# Your objective
In the records below, locate the line containing "the green cake", then output that line and all later lines exactly, through the last one.

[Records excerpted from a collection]
# # # # # # #
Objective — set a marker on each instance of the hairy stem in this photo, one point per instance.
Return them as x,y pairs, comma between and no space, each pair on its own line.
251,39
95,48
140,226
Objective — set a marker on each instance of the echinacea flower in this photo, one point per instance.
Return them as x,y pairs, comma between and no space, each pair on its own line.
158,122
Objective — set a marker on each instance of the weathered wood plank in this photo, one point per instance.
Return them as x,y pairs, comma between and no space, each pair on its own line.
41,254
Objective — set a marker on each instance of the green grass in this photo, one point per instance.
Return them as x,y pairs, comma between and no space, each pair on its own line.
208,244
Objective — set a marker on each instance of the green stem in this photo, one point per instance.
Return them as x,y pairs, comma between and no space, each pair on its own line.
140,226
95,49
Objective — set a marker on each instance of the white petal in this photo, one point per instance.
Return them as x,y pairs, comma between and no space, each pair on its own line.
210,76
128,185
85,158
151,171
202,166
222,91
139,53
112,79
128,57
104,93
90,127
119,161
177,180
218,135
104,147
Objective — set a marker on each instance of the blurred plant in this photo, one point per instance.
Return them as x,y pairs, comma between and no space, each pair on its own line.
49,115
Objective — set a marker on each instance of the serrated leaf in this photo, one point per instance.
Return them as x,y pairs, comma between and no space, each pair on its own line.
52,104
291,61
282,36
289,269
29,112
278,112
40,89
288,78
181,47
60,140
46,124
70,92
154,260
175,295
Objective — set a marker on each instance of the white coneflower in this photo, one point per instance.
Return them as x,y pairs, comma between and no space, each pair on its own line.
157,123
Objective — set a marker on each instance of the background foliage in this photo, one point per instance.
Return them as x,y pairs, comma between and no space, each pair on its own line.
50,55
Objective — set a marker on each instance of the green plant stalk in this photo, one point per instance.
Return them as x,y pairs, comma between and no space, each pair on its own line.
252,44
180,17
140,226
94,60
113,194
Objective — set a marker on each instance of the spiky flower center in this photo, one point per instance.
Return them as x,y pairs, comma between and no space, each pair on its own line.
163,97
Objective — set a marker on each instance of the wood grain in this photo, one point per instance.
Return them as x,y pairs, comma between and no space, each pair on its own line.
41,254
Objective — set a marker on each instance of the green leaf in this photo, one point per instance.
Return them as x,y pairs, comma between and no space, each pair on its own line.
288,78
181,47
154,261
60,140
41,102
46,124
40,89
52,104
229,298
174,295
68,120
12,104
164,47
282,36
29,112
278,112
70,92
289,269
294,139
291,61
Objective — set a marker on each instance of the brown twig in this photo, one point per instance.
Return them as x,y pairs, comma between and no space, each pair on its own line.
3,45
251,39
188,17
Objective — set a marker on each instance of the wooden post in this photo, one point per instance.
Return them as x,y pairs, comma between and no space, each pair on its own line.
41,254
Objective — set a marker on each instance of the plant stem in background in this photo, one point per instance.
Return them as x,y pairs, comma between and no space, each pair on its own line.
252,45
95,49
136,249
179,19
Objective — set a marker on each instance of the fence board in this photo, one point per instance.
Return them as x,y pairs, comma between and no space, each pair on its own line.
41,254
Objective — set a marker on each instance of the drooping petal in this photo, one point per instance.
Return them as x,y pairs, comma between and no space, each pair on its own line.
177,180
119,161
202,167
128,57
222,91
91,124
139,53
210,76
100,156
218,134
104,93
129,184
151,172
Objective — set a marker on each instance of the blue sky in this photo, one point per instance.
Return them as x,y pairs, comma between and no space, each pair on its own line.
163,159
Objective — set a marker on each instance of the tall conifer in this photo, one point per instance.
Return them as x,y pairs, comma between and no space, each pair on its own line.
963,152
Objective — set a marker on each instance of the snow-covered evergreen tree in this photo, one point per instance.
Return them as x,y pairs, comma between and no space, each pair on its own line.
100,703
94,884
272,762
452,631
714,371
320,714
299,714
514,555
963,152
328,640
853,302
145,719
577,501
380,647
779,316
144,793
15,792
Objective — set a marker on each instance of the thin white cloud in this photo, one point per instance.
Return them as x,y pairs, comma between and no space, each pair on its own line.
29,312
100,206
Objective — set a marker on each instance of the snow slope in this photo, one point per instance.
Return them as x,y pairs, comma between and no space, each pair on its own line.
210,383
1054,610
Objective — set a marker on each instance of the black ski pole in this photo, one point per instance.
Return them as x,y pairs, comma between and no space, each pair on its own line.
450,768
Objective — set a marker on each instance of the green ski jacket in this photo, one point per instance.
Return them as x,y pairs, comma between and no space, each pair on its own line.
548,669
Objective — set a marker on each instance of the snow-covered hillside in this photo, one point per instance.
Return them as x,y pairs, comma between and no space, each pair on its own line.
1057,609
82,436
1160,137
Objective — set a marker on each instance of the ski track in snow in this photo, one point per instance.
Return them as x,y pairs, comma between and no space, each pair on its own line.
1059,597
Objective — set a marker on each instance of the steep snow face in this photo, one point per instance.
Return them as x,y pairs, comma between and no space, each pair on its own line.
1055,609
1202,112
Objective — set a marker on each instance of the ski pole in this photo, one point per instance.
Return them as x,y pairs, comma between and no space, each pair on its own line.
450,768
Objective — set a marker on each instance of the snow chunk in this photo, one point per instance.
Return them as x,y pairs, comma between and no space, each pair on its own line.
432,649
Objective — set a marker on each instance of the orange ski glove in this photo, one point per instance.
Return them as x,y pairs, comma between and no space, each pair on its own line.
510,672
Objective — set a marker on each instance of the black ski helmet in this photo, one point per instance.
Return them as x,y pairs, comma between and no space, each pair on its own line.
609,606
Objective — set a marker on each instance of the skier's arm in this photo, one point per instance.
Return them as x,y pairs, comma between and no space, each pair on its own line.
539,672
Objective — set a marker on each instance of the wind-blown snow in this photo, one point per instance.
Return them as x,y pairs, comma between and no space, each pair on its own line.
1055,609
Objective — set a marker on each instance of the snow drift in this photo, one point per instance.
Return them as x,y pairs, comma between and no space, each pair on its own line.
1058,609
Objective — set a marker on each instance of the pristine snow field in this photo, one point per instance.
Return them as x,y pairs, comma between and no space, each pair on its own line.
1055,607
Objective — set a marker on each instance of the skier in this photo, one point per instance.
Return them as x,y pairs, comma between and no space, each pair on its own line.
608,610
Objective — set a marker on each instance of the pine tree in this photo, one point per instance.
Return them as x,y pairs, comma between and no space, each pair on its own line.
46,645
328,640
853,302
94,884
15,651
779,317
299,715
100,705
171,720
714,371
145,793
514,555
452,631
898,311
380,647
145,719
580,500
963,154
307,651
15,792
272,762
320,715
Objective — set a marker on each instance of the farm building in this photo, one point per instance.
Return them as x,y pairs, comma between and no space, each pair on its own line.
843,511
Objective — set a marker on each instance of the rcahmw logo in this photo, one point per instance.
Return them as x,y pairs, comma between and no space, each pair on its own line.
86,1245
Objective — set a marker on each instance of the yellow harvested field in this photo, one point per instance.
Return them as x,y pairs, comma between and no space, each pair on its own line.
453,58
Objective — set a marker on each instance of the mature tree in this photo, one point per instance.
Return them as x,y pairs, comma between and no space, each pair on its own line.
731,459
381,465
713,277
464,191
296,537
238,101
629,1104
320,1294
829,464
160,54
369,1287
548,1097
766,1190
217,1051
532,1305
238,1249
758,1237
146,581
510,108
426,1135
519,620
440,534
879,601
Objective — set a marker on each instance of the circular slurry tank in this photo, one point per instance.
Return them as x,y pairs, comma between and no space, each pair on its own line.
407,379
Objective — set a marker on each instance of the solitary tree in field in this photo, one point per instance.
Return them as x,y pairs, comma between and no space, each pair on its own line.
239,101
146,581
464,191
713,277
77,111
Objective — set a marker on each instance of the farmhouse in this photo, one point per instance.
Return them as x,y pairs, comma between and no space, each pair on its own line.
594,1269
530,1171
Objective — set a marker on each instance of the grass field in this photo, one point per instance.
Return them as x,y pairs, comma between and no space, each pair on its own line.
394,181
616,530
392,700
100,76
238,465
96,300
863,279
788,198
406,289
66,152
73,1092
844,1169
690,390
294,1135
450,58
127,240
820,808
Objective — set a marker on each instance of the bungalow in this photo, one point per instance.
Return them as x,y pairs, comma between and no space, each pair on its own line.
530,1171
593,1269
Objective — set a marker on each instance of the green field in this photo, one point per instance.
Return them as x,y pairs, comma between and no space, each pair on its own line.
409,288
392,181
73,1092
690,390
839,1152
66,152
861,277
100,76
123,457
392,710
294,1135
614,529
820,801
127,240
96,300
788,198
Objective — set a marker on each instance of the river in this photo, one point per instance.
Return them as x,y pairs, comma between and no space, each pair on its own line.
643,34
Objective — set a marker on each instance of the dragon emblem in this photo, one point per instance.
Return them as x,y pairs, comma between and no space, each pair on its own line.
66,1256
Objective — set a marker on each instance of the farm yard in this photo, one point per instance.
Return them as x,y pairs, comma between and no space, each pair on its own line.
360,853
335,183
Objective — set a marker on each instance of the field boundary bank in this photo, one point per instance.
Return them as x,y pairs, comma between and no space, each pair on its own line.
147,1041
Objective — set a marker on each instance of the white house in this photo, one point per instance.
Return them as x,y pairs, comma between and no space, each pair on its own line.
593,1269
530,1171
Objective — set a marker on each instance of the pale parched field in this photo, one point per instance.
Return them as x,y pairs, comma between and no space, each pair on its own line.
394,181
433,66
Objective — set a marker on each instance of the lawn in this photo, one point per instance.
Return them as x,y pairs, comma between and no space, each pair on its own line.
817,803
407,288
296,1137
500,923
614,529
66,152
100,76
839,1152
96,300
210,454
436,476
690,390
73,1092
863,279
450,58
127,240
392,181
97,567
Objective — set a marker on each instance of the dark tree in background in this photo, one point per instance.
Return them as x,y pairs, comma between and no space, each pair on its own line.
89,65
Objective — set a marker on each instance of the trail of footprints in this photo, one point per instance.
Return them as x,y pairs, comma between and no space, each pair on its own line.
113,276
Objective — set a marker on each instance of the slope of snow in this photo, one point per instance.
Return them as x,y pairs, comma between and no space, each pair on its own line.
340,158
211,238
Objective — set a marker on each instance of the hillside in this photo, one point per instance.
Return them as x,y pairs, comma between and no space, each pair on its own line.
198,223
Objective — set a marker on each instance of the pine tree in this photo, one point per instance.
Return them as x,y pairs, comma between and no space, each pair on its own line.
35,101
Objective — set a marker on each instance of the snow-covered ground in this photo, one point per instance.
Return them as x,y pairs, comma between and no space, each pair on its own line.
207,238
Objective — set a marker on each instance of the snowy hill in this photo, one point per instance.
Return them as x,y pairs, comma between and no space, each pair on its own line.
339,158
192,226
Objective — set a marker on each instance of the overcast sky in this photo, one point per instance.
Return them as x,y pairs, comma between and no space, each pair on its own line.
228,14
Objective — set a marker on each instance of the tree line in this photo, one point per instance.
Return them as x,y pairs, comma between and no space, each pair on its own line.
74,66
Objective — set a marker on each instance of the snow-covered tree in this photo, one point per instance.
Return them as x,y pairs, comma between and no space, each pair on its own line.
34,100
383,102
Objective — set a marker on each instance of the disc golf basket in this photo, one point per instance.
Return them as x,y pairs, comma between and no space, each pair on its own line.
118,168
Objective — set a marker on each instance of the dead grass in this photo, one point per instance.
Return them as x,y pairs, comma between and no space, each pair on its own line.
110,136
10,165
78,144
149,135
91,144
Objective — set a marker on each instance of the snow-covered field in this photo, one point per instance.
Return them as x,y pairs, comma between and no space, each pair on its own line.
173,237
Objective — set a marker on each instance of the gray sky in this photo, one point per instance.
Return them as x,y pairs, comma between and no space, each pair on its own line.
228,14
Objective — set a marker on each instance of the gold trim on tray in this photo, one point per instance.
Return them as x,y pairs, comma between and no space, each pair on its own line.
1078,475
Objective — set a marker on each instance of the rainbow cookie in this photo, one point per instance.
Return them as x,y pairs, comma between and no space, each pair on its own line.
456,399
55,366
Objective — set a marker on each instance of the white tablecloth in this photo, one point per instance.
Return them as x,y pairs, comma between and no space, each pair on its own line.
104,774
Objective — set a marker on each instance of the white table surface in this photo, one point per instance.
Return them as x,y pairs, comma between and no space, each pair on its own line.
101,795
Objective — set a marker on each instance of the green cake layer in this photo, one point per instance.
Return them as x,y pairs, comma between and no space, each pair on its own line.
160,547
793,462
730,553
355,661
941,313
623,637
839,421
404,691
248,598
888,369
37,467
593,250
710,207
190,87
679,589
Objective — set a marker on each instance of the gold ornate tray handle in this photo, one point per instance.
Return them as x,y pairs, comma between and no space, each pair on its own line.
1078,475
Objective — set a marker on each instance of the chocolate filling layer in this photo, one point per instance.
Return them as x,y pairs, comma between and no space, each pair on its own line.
# # # # # # #
# Response below
Objective — set a marker on each instance of the green cake layer in this photo, one point per instance.
Return them as x,y pairs, comma between and no space, each pair on its own line.
160,547
793,462
730,553
355,661
941,313
623,637
839,421
404,691
248,598
888,369
37,467
593,250
710,207
190,87
679,589
Objective — set a marker on each instance of the gold ornate tray handle in this photo, one point per instance.
Return them as x,y pairs, comma between and no space, each pair on its own line.
1078,475
Objective — set a marker on each instance of the chocolate filling layer in this photo, one point per instance.
Return them as x,y pairs, comma between and no space, each pair on its own line.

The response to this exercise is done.